## Source text
════

Friday, June 13

That Man


It does not matter when a book was written. If you have not read it then when you do the contents will nourish, enlighten and entertain.  Such is the case with That Man, a memoir written in the early 1950s by Robert H. Jackson, one of the giants of the Franklin D. Roosevelt era. Jackson was an intimate of Roosevelt (they vacationed and fished together) and served as Solicitor General, Attorney General, Supreme Court Justice and America’s chief prosecutor at the Nuremberg trials of the top Nazis after World War II.

Jackson’s suffered a major heart attack in March 1954, and was hospitalized. In May, he went directly from the hospital to the Supreme Court where he joined the other eight justices in the unanimous decision in Brown vs. Board of Education, declaring school segregation to be unconstitutional. He died in October 1954. He had been at work on the memoir prior to his major heart attack.

That Man was an epithet used by Roosevelt haters in the thirties and early forties who could not bring themselves to even speak his name. But by the mid-forties when Roosevelt ran successfully for a fourth term it was obvious he had won the argument as to his worth.

════

## Data extract
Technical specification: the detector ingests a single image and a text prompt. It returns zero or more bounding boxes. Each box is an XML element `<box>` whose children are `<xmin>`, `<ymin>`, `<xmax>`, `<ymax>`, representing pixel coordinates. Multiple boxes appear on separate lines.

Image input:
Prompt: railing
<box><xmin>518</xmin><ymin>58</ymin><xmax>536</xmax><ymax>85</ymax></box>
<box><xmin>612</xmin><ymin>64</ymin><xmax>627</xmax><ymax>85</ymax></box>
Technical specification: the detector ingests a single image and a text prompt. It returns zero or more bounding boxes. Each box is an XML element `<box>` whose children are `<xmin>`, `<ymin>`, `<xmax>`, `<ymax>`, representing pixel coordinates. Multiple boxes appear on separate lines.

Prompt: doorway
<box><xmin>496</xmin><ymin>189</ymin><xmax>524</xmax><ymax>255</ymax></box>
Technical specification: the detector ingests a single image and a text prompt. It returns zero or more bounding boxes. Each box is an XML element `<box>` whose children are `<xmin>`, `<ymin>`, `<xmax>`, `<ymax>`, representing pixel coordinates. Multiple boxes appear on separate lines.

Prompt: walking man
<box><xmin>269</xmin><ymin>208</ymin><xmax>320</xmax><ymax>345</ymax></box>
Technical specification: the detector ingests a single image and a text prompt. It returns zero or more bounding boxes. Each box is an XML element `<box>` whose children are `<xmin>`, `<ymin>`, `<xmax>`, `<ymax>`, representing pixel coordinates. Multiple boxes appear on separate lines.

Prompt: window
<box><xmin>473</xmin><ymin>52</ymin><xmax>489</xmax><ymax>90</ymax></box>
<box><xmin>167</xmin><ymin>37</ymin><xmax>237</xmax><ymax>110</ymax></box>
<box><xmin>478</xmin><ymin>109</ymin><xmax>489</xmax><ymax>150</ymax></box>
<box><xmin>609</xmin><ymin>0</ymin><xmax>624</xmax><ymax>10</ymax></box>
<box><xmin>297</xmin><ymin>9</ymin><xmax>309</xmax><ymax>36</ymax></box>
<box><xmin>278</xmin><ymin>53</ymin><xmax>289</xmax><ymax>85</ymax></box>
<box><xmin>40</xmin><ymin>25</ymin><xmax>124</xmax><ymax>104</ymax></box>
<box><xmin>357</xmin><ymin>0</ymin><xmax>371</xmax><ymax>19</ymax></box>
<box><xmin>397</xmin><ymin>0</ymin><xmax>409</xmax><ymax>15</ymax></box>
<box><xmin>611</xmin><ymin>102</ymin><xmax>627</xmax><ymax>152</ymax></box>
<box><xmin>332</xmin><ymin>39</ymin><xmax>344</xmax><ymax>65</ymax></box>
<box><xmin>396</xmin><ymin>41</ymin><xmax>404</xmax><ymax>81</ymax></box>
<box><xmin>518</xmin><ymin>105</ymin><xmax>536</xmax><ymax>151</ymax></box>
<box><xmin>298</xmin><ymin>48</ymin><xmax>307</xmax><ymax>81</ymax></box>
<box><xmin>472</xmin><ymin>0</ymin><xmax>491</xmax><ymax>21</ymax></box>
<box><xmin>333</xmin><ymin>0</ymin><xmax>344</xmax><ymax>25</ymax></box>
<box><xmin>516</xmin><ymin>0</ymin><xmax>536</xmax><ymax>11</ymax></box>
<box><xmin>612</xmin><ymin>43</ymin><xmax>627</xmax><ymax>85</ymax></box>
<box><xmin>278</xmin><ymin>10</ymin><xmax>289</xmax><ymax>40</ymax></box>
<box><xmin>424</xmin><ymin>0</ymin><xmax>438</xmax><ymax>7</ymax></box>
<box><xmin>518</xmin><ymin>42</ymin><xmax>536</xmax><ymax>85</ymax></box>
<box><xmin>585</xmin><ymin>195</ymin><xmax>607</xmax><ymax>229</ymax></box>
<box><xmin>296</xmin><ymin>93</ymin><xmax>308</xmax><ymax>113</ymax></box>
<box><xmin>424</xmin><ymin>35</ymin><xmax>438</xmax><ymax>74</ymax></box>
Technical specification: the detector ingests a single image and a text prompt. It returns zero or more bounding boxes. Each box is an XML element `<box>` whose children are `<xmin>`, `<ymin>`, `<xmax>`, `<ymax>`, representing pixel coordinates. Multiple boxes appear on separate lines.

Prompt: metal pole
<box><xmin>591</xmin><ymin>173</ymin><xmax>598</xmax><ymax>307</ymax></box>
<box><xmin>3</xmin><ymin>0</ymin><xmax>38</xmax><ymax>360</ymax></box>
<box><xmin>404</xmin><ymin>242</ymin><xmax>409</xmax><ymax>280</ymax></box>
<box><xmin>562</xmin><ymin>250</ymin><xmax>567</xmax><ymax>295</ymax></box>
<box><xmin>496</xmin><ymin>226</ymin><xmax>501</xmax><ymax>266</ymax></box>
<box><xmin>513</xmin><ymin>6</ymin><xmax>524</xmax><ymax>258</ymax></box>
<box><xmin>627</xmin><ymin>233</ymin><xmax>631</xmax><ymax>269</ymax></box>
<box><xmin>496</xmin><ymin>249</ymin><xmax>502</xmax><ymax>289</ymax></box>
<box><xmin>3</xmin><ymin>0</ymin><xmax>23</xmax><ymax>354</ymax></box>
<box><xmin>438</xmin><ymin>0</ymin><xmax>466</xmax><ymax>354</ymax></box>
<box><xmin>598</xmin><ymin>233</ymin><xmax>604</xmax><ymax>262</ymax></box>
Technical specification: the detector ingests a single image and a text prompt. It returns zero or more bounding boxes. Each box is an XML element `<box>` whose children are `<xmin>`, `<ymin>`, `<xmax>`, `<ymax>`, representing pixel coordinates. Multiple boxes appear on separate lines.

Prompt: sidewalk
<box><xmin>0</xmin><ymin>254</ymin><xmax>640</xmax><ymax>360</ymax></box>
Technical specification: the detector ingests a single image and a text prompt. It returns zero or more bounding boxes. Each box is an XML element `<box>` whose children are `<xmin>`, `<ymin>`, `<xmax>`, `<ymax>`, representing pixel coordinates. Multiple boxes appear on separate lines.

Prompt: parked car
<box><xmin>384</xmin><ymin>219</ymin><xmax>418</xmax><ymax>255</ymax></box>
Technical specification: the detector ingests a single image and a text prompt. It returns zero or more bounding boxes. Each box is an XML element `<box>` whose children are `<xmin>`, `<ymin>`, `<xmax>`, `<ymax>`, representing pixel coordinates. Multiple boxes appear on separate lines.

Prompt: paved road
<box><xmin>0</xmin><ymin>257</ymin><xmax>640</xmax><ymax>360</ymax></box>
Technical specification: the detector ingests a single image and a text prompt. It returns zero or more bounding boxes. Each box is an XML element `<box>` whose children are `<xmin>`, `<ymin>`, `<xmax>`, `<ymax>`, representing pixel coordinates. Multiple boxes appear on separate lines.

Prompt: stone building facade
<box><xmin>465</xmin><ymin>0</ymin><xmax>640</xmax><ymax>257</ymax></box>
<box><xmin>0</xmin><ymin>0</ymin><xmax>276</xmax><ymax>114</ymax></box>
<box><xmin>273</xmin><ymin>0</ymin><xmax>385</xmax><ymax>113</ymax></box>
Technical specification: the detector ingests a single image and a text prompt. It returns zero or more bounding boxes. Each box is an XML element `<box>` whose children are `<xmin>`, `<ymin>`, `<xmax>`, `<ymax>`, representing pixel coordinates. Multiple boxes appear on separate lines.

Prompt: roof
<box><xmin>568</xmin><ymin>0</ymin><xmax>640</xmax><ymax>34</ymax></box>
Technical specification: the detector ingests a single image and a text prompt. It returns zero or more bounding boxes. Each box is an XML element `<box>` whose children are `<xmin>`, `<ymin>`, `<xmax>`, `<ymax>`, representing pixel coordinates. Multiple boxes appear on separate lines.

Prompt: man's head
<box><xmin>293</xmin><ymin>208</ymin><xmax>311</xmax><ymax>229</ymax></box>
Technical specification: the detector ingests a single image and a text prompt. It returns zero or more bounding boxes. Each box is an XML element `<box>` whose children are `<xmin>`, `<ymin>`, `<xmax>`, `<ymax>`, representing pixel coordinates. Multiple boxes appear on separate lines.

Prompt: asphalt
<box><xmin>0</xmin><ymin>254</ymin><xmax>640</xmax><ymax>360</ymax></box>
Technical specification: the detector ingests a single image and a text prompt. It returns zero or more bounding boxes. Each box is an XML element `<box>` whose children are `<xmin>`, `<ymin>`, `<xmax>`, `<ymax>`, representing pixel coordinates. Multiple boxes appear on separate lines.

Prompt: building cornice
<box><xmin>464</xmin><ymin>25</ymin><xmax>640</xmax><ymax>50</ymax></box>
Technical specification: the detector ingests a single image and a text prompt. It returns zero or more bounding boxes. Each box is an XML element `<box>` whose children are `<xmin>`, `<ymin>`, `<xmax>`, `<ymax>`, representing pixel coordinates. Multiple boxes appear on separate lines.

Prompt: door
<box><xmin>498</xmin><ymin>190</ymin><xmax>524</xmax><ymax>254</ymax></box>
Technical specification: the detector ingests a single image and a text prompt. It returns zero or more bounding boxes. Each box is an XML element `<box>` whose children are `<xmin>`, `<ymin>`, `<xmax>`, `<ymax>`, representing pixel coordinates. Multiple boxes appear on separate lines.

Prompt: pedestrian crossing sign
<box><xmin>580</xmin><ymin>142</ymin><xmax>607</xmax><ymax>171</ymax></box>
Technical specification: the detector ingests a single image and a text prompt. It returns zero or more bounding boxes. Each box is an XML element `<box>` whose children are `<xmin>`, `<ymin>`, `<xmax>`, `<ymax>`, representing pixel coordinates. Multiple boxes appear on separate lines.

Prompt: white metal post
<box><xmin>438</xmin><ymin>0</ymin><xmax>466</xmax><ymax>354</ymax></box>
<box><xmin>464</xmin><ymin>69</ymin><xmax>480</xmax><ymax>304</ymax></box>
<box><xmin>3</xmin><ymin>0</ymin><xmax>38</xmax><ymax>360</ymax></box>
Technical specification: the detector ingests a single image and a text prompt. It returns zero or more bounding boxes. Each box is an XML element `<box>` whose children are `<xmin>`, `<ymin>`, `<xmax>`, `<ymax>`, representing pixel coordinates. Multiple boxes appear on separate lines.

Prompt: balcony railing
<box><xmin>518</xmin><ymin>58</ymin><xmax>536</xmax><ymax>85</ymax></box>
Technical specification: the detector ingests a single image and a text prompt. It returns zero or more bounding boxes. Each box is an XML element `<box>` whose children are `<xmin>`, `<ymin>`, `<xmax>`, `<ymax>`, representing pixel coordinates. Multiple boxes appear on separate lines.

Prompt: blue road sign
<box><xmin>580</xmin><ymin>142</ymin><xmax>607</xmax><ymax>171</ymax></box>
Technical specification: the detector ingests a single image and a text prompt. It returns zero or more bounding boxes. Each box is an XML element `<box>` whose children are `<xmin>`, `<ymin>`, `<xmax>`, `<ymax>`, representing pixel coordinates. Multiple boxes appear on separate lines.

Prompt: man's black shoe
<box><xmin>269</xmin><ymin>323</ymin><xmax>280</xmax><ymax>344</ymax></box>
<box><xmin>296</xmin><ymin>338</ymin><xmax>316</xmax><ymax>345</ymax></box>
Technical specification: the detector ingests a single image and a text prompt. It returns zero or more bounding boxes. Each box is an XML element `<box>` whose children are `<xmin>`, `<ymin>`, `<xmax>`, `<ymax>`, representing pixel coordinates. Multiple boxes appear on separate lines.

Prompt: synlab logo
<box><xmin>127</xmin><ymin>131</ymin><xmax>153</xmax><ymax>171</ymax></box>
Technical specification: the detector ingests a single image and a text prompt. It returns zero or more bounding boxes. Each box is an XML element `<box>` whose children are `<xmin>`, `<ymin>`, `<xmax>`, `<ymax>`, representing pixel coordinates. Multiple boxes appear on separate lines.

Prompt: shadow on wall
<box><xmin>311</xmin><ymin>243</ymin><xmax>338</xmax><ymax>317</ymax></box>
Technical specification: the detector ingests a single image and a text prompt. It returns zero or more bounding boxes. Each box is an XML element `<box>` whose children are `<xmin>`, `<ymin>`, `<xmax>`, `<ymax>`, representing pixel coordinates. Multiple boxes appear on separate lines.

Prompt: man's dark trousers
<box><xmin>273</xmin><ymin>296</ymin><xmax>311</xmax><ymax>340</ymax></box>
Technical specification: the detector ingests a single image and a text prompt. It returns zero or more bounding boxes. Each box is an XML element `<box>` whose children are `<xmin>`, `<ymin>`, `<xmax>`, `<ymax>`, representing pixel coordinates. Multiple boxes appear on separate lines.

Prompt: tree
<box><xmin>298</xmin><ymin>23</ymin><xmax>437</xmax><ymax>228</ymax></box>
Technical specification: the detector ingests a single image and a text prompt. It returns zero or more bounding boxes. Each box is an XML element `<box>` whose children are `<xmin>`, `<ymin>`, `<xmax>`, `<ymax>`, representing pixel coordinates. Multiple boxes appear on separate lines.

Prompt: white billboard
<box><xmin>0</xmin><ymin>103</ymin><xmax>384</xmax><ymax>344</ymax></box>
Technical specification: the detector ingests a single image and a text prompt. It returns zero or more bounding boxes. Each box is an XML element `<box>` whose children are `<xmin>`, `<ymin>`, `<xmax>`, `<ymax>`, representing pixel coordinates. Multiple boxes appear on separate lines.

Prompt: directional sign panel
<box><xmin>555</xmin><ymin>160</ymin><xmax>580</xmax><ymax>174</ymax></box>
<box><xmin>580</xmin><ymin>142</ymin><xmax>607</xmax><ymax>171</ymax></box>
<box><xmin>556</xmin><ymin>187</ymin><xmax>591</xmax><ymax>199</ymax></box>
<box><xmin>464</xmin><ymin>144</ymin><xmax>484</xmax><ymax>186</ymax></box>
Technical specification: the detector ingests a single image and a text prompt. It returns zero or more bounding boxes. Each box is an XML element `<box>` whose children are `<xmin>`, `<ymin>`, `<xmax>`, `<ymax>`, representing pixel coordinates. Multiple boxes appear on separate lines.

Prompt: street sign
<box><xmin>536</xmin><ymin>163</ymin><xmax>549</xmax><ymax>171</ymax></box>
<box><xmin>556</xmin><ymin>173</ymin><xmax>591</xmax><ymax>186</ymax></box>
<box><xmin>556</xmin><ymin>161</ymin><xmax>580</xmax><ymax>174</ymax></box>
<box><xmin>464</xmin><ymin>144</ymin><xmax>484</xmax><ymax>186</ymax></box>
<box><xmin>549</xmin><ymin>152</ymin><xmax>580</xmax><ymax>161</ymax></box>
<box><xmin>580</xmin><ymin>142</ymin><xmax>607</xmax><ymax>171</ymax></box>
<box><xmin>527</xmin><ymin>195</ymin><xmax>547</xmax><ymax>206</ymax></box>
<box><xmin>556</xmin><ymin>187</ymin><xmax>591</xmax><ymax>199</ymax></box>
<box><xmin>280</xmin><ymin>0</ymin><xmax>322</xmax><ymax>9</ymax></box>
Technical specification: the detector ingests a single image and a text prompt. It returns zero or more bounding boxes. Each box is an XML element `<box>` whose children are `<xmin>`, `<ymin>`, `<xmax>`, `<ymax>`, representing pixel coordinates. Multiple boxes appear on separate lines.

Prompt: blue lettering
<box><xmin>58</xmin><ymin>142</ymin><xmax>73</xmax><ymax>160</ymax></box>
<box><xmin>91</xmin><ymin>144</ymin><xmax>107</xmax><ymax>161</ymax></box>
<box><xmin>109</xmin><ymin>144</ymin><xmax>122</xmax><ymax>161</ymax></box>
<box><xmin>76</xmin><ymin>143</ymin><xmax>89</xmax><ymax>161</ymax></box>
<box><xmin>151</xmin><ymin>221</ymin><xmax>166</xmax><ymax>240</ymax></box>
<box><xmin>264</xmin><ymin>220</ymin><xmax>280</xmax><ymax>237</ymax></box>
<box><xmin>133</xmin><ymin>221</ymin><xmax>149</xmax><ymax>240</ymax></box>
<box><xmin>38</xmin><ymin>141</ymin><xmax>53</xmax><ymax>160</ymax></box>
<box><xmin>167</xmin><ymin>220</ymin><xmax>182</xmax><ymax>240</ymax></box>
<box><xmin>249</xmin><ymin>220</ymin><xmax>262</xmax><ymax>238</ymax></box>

════

Continue the piece on Robert H. Jackson's memoir That Man, starting after its last sentence. None of the data is needed for the task.

## Task output
After his death the manuscript came into the hands of Jackson’s son, William, and when he died in 1999, the family found it a closet and later turned it over to John Q, Barrett, a law professor at St. John’s University in New York, who was at work on a biography of Justice Jackson.

Jackson wrote about FDR as he knew and observed him. The manuscript is anecdotal, not researched in great detail. Think sitting around with the family and telling stories about a favorite member who has died.

Reading in short spells over a period days I reflected on my feelings about FDR, and how they changed in three phases over my lifetime. Growing up damn poor during the depression I thought highly of the President and what he did to help us.  Later I listened to his critics and thought maybe he, after all, was a socialist.  He raised taxes, regulated businesses and gave us several social programs which exist to this day. During the second half of the 20th Century being a socialist was only one step from being a communist.  As the century came to an end and I had read more and more history and biographies I thought FDR a remarkable man for the times.

Maybe someone could have been a better leader and President, but no one else was able to capture the job and so we will never know. We are stuck with our history and when you consider how the other three giants of the age, Hitler, Stalin, and Mussolini, ruined their respective countries, That Man was a great man.This memoir enhances that view.

Oh, yes, there was one totally new - to me - tidbit. FDR and Eleanor were married on St. Patrick’s Day in 1905. Joyce and I were married on St. Patrick’s Day in 2013.